» Task instructions
Transcribe only the part of the listing below that begins at the line containing "Point out the sequin detail in this photo." and runs to its final line, keeping both ends.

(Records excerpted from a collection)
-.-.-

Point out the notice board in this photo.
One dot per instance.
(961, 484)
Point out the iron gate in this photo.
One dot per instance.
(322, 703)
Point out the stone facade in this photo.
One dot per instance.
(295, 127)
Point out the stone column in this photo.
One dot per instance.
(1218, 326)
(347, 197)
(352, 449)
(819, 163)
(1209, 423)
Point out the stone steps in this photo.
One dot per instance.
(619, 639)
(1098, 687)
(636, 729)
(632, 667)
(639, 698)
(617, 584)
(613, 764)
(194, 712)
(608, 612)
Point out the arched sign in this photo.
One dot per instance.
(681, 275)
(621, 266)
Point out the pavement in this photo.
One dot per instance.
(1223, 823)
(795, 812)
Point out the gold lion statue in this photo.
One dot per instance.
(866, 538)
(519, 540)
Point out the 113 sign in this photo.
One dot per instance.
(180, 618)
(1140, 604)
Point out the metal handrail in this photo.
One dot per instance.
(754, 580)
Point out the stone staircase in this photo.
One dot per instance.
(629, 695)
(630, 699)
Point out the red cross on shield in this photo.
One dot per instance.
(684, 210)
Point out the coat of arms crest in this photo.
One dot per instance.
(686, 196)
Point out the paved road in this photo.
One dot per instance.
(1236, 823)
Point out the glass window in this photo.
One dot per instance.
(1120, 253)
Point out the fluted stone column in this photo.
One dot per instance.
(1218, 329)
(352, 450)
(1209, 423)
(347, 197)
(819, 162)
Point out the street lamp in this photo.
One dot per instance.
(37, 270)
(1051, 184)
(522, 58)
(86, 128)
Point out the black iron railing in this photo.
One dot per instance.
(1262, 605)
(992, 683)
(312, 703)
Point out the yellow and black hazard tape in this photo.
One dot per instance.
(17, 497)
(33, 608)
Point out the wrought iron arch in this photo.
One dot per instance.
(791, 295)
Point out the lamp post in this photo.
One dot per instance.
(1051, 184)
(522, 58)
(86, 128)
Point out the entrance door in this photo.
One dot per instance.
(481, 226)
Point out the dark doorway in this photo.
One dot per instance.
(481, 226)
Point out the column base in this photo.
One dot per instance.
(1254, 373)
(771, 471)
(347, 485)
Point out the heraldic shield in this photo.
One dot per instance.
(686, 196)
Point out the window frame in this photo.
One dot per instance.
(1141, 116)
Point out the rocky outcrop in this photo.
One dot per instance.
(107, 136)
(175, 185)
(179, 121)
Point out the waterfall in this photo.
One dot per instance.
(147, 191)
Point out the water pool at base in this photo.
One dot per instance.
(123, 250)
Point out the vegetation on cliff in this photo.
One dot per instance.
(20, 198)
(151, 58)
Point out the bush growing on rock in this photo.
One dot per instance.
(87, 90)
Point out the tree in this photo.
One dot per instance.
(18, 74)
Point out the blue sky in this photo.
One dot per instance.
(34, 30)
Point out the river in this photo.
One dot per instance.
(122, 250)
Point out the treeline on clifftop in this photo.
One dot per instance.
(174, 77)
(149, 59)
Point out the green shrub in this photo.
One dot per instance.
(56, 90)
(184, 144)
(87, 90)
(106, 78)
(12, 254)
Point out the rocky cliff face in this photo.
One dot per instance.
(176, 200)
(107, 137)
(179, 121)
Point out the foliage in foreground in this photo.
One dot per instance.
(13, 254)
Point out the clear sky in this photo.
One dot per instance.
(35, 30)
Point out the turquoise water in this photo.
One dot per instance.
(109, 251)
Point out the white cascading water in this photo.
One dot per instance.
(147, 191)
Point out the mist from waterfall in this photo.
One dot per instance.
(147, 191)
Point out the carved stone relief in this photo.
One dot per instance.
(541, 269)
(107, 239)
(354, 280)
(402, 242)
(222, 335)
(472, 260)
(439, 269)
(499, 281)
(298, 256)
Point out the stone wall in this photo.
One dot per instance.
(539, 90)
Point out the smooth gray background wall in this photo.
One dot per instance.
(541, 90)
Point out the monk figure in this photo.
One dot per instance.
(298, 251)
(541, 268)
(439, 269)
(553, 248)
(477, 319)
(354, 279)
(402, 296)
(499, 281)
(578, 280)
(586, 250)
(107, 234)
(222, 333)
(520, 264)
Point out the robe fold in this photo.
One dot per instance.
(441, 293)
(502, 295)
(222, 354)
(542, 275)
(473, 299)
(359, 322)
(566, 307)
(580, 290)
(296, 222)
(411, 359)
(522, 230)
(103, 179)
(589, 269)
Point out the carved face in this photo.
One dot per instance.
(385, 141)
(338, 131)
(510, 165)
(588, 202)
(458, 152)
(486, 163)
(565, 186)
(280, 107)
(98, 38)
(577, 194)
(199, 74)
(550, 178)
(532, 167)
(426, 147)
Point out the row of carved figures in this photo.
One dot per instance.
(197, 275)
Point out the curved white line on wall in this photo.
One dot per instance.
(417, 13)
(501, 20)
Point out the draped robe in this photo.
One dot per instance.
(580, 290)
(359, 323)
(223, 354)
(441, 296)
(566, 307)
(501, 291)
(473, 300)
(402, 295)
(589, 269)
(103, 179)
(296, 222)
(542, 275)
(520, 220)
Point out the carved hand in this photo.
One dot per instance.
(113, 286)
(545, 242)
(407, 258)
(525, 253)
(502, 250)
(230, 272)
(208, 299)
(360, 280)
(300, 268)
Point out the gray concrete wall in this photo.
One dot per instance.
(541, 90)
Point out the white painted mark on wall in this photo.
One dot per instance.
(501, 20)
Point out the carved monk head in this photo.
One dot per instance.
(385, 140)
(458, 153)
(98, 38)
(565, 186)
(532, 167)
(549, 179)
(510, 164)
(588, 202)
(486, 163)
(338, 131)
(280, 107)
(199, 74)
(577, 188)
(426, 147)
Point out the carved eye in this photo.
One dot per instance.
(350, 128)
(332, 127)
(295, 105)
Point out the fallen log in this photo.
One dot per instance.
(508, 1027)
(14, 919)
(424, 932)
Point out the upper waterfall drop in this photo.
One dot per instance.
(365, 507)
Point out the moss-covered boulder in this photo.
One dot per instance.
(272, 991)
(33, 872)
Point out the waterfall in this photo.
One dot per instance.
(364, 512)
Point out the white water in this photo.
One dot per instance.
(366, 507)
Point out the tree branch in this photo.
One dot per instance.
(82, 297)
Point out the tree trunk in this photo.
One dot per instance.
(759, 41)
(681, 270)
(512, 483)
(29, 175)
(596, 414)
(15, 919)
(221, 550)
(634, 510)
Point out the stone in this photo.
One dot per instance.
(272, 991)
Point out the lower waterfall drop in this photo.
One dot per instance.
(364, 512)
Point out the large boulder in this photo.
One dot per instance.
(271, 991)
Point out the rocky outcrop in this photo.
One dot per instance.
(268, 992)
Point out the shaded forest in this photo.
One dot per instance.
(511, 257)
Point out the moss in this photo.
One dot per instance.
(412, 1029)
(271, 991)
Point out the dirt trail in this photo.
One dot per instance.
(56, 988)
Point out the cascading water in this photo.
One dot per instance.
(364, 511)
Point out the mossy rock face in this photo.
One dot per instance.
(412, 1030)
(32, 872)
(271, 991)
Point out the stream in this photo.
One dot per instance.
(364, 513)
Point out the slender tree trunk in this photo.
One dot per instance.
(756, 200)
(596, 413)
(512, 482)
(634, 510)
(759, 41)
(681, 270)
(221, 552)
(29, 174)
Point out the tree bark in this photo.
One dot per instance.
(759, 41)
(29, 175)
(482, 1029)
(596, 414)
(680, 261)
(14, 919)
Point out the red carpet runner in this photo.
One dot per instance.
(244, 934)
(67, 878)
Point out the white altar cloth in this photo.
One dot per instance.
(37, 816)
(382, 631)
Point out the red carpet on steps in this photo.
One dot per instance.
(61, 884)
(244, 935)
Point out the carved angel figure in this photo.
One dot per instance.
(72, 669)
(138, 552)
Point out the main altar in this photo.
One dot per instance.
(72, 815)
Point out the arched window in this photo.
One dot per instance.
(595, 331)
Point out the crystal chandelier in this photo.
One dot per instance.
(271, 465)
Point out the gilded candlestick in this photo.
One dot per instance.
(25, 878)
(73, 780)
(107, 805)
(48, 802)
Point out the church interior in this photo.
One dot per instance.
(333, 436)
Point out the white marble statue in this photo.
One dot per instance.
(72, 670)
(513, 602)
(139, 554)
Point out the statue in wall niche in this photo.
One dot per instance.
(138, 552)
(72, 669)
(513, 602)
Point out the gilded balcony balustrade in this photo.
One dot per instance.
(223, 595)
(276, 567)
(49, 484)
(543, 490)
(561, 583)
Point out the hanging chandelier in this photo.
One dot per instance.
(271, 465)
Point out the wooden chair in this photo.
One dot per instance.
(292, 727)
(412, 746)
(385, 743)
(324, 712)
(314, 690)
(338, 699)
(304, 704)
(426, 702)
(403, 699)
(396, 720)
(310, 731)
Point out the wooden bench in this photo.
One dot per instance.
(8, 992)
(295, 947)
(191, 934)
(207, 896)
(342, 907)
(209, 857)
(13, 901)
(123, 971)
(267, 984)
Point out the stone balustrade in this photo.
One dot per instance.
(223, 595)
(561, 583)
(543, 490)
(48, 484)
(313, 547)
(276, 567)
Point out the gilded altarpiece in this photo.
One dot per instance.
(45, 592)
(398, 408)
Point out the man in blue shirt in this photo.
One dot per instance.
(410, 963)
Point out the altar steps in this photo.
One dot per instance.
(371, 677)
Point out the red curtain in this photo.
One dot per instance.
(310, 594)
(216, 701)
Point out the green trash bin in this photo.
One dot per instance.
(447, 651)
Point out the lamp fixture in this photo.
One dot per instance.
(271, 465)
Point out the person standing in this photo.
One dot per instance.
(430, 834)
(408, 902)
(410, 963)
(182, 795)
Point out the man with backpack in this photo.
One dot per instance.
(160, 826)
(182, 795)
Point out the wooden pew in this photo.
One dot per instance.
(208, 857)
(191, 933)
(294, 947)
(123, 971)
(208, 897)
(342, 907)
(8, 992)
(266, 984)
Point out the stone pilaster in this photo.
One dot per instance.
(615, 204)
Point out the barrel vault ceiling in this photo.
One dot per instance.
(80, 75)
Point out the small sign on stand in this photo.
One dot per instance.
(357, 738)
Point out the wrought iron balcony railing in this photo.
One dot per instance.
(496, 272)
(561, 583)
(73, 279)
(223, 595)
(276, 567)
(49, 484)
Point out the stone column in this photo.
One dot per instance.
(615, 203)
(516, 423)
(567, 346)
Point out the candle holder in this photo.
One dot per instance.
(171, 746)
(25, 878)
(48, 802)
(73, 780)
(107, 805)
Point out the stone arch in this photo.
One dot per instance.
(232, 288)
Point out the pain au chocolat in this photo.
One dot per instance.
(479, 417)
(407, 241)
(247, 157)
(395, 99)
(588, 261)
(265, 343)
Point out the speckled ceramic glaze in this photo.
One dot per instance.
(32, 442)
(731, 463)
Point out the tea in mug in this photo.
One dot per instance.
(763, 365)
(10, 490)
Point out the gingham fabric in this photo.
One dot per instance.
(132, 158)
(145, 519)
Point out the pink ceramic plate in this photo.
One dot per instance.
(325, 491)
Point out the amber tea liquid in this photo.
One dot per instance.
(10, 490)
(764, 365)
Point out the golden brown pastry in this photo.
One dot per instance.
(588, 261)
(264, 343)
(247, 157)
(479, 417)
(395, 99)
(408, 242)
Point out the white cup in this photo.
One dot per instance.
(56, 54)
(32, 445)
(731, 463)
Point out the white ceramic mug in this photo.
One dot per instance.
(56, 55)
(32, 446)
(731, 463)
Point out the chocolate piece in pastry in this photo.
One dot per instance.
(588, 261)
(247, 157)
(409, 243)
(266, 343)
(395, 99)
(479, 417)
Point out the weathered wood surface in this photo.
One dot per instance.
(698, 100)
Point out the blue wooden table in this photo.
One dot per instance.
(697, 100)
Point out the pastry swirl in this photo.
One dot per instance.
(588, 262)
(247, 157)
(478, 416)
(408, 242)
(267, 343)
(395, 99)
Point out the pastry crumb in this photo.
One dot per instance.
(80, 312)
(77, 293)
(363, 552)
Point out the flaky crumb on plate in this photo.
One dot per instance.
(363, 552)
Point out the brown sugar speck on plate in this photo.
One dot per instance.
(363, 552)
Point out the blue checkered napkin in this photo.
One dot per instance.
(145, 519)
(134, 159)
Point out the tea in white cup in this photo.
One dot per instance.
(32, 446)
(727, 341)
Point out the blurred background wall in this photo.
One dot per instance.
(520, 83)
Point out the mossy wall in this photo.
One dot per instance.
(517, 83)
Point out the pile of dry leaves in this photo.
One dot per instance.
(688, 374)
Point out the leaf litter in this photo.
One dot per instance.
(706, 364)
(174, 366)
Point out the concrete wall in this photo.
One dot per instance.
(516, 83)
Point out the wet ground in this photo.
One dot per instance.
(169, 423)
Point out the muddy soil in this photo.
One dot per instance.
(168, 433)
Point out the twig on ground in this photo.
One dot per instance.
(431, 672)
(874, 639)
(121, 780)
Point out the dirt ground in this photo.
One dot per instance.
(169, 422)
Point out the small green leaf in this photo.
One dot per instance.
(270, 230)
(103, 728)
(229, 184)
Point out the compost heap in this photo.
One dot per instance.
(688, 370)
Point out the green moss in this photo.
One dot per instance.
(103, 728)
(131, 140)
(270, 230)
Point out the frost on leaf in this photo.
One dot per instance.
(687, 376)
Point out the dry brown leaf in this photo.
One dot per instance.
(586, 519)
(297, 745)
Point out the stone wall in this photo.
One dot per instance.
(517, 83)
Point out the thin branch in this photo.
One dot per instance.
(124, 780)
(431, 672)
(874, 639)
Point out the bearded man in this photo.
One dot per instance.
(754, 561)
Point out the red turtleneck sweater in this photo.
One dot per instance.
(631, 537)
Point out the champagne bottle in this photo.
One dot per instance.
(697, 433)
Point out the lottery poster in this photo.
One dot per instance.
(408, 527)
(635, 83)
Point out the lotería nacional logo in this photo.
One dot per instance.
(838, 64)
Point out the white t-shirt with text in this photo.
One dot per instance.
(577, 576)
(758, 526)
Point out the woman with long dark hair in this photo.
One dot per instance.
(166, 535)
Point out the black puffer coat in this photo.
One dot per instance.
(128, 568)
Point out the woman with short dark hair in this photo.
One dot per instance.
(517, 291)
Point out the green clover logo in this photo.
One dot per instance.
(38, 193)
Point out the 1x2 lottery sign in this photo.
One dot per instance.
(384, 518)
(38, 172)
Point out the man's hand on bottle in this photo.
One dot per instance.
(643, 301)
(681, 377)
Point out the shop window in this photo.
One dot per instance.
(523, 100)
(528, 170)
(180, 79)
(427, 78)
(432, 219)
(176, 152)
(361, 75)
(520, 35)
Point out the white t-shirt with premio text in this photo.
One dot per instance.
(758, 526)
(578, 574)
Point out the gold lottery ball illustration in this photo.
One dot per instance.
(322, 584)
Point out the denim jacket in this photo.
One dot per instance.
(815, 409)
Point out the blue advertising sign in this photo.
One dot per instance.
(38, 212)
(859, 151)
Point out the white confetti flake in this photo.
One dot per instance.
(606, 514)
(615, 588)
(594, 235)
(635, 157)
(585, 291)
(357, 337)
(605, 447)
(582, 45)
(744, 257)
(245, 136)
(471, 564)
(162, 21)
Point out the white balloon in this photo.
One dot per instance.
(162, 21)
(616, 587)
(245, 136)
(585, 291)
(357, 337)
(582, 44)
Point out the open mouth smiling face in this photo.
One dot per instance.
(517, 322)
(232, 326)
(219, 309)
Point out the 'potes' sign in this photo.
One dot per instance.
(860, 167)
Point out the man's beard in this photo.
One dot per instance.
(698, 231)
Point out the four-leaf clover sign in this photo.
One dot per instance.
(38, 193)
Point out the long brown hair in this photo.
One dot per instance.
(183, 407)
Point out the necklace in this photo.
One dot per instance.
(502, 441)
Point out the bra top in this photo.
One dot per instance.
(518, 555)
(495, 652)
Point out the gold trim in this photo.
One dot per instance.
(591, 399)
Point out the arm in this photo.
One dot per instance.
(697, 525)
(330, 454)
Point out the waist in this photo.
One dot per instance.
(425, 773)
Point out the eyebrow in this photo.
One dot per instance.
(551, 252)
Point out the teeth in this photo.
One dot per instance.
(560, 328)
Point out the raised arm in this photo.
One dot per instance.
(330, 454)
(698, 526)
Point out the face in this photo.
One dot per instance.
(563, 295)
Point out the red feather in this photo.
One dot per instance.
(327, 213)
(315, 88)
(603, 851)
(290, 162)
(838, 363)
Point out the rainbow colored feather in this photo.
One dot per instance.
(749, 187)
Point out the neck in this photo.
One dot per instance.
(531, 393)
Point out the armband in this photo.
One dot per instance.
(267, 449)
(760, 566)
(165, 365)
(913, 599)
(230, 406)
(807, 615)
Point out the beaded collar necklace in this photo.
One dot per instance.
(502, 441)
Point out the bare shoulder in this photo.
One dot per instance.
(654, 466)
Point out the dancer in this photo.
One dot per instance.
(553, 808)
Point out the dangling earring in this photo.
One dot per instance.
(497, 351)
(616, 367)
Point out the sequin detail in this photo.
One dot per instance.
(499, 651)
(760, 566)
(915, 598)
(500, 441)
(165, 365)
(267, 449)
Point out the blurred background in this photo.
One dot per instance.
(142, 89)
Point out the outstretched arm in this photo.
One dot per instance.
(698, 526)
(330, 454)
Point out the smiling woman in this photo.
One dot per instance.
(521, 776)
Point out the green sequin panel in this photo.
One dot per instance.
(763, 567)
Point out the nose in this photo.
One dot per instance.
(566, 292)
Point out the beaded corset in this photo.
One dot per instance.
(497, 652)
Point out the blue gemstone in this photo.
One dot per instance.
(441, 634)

-.-.-

» Result of the exercise
Point out the sequin detail in this photo.
One dot per instance.
(499, 651)
(760, 566)
(915, 598)
(500, 441)
(165, 365)
(267, 449)
Point out the blurred background in this photo.
One dot per instance.
(142, 89)
Point out the outstretched arm in this photo.
One dot per instance.
(698, 526)
(330, 454)
Point out the smiling woman in this photo.
One dot per instance.
(521, 776)
Point out the green sequin panel in this photo.
One dot per instance.
(763, 567)
Point out the nose in this photo.
One dot per instance.
(566, 292)
Point out the beaded corset in this photo.
One dot per instance.
(497, 652)
Point out the blue gemstone in this photo.
One dot per instance.
(441, 634)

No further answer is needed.